■ O que fazer:
1 - Responda, com base no texto sobre a gratidão eleitoral:
(a) Segundo a Quaest, que percentual dos brasileiros considera que os programas de governo representam direitos?
(b) Qual foi o índice de associação entre os votos de Dilma Rousseff e o percentual de beneficiários na eleição de 2014?
(c) Qual foi o índice de associação entre a votação de Fernando Haddad e a proporção de beneficiários do Bolsa Família em 2018?
2 - Transcreva do texto sobre a gratidão eleitoral o trecho que começa nas palavras "Dados apurados em" e termina depois de "não seja reeleito.".

■ Trecho fornecido:

----

Dados apurados em pesquisas do Instituto Quaest suscitaram uma questão cuja resposta ainda desafia cientistas políticos e analistas. Como é possível que quase 70% dos brasileiros considerem que os programas do governo federal impactam positivamente suas vidas e, mesmo assim, o governo Lula registre um índice de desaprovação maior que o de aprovação?

Para o diretor do Instituto Quaest, Felipe Nunes, o Brasil vive um processo de “extinção da gratidão automática” do eleitor em relação a governos ou lideranças políticas. Pela Quaest, 51% dos brasileiros consideram que os programas de governo representam direitos e ninguém pode retirá-los.

A hipótese do fim da gratidão se assentaria também em outro dado. Cerca de 70% dos entrevistados pela Quaest afirmam que não têm medo de perder algum benefício, caso o presidente Lula não seja reeleito.

Essa possível mudança de percepção dos brasileiros tem implicações eleitorais. Se comprovada a hipótese do fim da gratidão automática, programas como o Bolsa Família, o mais mencionado entre os entrevistados e de longe o mais importante programa Federal, tenderiam a perder a associação com o voto. Quem mais perderia com essa mudança? A considerar eleições passadas, o presidente Lula.

Contudo, só poderemos testar a validada da hipótese do fim da gratidão em 2026.  Por ora, trago alguns dados para examinar como a gratidão eleitoral se distribuiu em três eleições presidenciais e  por que ainda existem indicações de que ela persiste.

Entre 2014 e 2018, forte associação positiva com Dilma e Haddad

Na eleição de 2014, houve uma associação positiva e bastante elevada (0,82) entre a proporção de votos da então presidente Dilma Rousseff e o percentual de beneficiários nos mais de 5 mil municípios. Quanto maior o percentual de beneficiários, maior foi a proporção de votos em Dilma. Essa distribuição foi exatamente o oposto para o principal candidato de oposição na época, Aécio Neves (associação -0,82).

Na eleição de 2018, quando o PT, já fora do governo, e Jair Bolsonaro, que representava a principal força eleitoral do campo da direita, disputaram o principal cargo do país, vimos um comportamento semelhante.

A votação de Fernando Haddad (PT) apresentou novamente uma alta associação positiva com a proporção de beneficiários do Bolsa Família (0,83). Bolsonaro, por sua vez, registrou uma relação negativa, isto é, quanto maior a proporção de beneficiários do Bolsa em uma cidade, menor foi o percentual de votos no então candidato do PSL.

Os dados de 2014 e 2018 indicaram, portanto, uma relação de gratidão entre os beneficiários do Bolsa Família e o candidato do PT, mesmo com o PT fora do governo desde o impeachment da ex-presidente Dilma.

----

■ Dados registrados:
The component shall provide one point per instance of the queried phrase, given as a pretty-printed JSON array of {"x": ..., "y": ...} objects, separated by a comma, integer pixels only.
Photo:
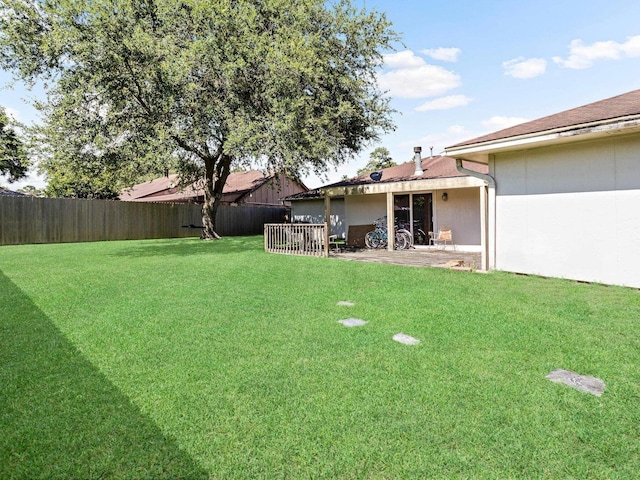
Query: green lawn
[{"x": 189, "y": 359}]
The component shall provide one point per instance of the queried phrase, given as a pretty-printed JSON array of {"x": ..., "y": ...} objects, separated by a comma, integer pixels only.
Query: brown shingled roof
[
  {"x": 10, "y": 193},
  {"x": 432, "y": 167},
  {"x": 610, "y": 109},
  {"x": 166, "y": 189}
]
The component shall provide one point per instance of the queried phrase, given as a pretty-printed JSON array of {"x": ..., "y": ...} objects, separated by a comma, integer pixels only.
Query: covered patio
[{"x": 414, "y": 257}]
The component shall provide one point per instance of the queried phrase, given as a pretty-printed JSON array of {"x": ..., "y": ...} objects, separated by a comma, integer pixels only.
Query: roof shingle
[{"x": 610, "y": 109}]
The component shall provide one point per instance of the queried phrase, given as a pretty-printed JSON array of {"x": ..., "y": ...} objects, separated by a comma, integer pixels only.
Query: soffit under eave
[{"x": 405, "y": 187}]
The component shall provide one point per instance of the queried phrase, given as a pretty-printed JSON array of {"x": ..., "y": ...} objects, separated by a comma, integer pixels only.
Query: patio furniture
[
  {"x": 441, "y": 238},
  {"x": 337, "y": 244}
]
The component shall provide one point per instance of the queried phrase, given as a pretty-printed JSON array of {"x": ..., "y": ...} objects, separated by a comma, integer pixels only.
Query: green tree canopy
[
  {"x": 199, "y": 85},
  {"x": 378, "y": 159},
  {"x": 13, "y": 155}
]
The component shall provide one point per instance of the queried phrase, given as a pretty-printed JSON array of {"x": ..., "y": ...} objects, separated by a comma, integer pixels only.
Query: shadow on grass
[
  {"x": 191, "y": 246},
  {"x": 61, "y": 418}
]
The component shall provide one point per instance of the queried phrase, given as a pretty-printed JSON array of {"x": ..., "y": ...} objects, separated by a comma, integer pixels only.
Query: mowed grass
[{"x": 190, "y": 359}]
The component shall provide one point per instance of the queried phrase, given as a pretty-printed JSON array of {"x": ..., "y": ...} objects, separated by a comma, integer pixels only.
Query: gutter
[
  {"x": 487, "y": 214},
  {"x": 482, "y": 176}
]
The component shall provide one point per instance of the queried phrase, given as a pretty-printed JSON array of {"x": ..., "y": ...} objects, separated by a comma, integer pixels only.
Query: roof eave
[
  {"x": 402, "y": 186},
  {"x": 480, "y": 151}
]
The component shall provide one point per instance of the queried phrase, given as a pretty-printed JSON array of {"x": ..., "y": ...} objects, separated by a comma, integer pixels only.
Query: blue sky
[{"x": 469, "y": 67}]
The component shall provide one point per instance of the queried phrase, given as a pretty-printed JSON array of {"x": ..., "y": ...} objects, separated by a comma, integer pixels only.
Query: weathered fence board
[{"x": 56, "y": 220}]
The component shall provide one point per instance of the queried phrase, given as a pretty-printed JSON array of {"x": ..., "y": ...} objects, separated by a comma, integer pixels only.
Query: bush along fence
[
  {"x": 56, "y": 220},
  {"x": 296, "y": 239}
]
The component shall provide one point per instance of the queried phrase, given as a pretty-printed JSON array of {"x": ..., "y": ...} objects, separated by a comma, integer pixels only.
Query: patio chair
[{"x": 441, "y": 238}]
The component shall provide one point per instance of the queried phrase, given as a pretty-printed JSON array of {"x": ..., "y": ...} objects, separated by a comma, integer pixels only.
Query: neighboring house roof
[
  {"x": 166, "y": 189},
  {"x": 432, "y": 167},
  {"x": 10, "y": 193},
  {"x": 610, "y": 110}
]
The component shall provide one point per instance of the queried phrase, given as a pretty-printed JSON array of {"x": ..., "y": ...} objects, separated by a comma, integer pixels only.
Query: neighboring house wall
[
  {"x": 570, "y": 211},
  {"x": 272, "y": 192}
]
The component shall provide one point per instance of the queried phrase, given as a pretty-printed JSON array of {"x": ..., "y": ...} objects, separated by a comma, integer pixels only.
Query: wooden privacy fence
[
  {"x": 296, "y": 239},
  {"x": 55, "y": 220}
]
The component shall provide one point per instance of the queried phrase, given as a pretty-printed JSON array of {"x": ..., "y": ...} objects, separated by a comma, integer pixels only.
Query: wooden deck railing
[{"x": 296, "y": 239}]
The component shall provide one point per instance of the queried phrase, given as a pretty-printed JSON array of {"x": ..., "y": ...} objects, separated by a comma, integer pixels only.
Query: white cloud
[
  {"x": 521, "y": 68},
  {"x": 444, "y": 103},
  {"x": 12, "y": 113},
  {"x": 442, "y": 53},
  {"x": 404, "y": 59},
  {"x": 583, "y": 56},
  {"x": 499, "y": 123},
  {"x": 439, "y": 140},
  {"x": 409, "y": 76}
]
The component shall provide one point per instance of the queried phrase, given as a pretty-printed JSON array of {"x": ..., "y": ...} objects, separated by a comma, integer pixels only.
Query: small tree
[
  {"x": 13, "y": 155},
  {"x": 378, "y": 159},
  {"x": 289, "y": 85}
]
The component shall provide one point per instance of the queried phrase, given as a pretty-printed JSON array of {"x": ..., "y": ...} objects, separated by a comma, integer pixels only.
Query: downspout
[{"x": 489, "y": 229}]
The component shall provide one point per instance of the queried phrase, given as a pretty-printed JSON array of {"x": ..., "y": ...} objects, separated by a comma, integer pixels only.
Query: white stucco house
[
  {"x": 426, "y": 193},
  {"x": 563, "y": 193}
]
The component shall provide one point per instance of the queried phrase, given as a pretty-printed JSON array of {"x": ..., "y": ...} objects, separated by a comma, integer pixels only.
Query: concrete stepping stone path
[
  {"x": 405, "y": 339},
  {"x": 353, "y": 322},
  {"x": 584, "y": 383}
]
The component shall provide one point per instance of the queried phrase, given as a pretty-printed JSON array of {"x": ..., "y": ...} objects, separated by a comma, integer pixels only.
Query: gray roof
[{"x": 610, "y": 109}]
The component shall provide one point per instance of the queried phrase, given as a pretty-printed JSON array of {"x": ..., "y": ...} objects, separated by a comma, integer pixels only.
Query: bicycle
[
  {"x": 379, "y": 237},
  {"x": 419, "y": 236}
]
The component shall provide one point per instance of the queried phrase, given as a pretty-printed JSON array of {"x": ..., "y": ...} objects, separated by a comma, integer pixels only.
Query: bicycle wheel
[
  {"x": 400, "y": 242},
  {"x": 371, "y": 240},
  {"x": 407, "y": 235}
]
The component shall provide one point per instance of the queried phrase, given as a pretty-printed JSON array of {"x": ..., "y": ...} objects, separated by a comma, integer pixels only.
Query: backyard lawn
[{"x": 189, "y": 359}]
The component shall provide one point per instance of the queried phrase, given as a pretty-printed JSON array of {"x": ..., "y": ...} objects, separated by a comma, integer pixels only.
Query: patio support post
[
  {"x": 327, "y": 222},
  {"x": 390, "y": 222}
]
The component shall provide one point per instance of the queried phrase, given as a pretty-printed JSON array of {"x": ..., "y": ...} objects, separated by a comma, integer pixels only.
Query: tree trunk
[{"x": 217, "y": 171}]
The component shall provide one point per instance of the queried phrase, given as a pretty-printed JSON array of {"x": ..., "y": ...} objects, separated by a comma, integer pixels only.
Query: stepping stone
[
  {"x": 406, "y": 339},
  {"x": 584, "y": 383},
  {"x": 352, "y": 322}
]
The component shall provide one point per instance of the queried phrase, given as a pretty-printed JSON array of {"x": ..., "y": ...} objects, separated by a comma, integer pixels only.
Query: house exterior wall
[
  {"x": 461, "y": 212},
  {"x": 570, "y": 211},
  {"x": 365, "y": 209}
]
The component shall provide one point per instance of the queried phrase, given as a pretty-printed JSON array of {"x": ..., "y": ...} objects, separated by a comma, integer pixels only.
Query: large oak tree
[
  {"x": 13, "y": 155},
  {"x": 289, "y": 85}
]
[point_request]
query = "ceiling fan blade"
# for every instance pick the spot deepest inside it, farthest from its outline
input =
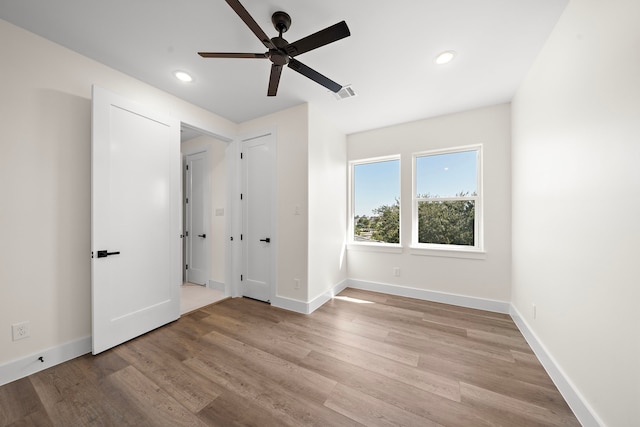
(321, 38)
(251, 23)
(274, 79)
(231, 55)
(298, 66)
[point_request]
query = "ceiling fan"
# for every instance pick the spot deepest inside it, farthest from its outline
(281, 52)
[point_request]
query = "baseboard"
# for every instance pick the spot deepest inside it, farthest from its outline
(290, 304)
(582, 410)
(31, 364)
(218, 286)
(318, 301)
(423, 294)
(311, 306)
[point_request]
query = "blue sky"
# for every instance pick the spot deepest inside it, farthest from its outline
(378, 184)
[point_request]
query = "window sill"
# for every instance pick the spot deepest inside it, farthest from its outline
(375, 247)
(448, 252)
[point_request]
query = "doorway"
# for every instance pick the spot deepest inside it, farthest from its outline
(204, 226)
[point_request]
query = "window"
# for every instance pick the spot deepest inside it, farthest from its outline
(376, 201)
(447, 202)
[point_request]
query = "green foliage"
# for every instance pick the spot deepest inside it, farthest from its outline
(387, 225)
(383, 226)
(439, 222)
(446, 222)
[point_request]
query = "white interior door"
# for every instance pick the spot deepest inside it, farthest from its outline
(258, 245)
(135, 213)
(197, 232)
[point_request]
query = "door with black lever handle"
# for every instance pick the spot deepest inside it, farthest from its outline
(106, 253)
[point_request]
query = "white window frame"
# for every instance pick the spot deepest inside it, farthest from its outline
(372, 246)
(463, 251)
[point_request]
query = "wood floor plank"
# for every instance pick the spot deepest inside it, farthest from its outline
(350, 402)
(193, 391)
(158, 406)
(18, 400)
(245, 332)
(263, 390)
(411, 399)
(503, 407)
(364, 358)
(69, 393)
(233, 410)
(427, 381)
(380, 348)
(290, 375)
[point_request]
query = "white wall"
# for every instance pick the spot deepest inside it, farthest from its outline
(576, 203)
(292, 130)
(487, 278)
(45, 184)
(218, 178)
(327, 205)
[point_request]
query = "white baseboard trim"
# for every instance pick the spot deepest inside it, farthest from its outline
(218, 286)
(423, 294)
(28, 365)
(318, 301)
(289, 304)
(582, 410)
(311, 306)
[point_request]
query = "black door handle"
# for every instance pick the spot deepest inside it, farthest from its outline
(105, 253)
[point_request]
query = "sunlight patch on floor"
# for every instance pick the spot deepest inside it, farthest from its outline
(356, 300)
(196, 296)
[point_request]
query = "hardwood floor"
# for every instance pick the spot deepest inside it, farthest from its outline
(361, 359)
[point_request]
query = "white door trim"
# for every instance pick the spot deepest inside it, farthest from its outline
(138, 290)
(232, 206)
(273, 261)
(207, 214)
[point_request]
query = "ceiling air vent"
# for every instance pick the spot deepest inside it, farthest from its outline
(345, 92)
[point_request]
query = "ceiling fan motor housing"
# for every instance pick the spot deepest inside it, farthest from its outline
(279, 56)
(282, 21)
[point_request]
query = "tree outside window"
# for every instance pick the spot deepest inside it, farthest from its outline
(376, 205)
(447, 198)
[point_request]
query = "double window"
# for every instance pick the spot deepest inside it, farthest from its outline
(447, 200)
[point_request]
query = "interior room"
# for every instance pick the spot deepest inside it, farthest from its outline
(543, 94)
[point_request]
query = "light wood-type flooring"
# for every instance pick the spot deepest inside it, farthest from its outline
(361, 359)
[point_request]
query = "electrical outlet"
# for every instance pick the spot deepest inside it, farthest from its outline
(20, 330)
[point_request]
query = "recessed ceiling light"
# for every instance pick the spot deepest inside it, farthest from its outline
(445, 57)
(183, 76)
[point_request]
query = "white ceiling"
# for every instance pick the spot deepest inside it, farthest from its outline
(388, 58)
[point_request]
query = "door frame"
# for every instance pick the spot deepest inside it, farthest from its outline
(231, 209)
(271, 133)
(206, 211)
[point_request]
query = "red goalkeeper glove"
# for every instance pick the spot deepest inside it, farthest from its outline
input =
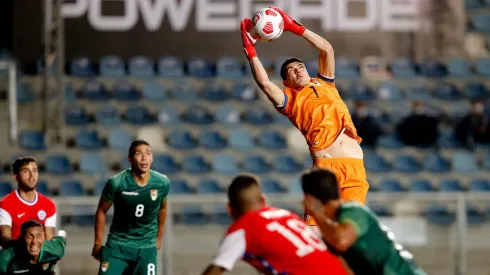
(248, 41)
(290, 24)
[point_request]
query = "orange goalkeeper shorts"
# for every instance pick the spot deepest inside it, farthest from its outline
(351, 177)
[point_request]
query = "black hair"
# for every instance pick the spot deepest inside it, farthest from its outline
(321, 184)
(134, 144)
(286, 63)
(20, 162)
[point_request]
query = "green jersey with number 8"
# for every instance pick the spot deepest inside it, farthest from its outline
(375, 251)
(136, 208)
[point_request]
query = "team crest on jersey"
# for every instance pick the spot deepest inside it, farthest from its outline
(41, 215)
(154, 194)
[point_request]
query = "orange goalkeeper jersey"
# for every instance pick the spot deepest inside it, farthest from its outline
(319, 112)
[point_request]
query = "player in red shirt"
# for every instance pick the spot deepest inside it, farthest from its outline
(273, 240)
(25, 203)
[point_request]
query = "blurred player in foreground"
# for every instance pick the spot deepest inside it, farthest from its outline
(25, 203)
(314, 106)
(272, 240)
(32, 253)
(353, 230)
(139, 196)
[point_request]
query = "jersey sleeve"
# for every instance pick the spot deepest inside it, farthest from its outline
(357, 217)
(231, 250)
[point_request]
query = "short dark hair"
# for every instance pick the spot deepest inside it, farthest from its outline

----

■ Problemas resolvidos:
1 -
(a) 51%.
(b) 0,82.
(c) 0,83.

2 -
Dados apurados em pesquisas do Instituto Quaest suscitaram uma questão cuja resposta ainda desafia cientistas políticos e analistas. Como é possível que quase 70% dos brasileiros considerem que os programas do governo federal impactam positivamente suas vidas e, mesmo assim, o governo Lula registre um índice de desaprovação maior que o de aprovação?

Para o diretor do Instituto Quaest, Felipe Nunes, o Brasil vive um processo de “extinção da gratidão automática” do eleitor em relação a governos ou lideranças políticas. Pela Quaest, 51% dos brasileiros consideram que os programas de governo representam direitos e ninguém pode retirá-los.

A hipótese do fim da gratidão se assentaria também em outro dado. Cerca de 70% dos entrevistados pela Quaest afirmam que não têm medo de perder algum benefício, caso o presidente Lula não seja reeleito.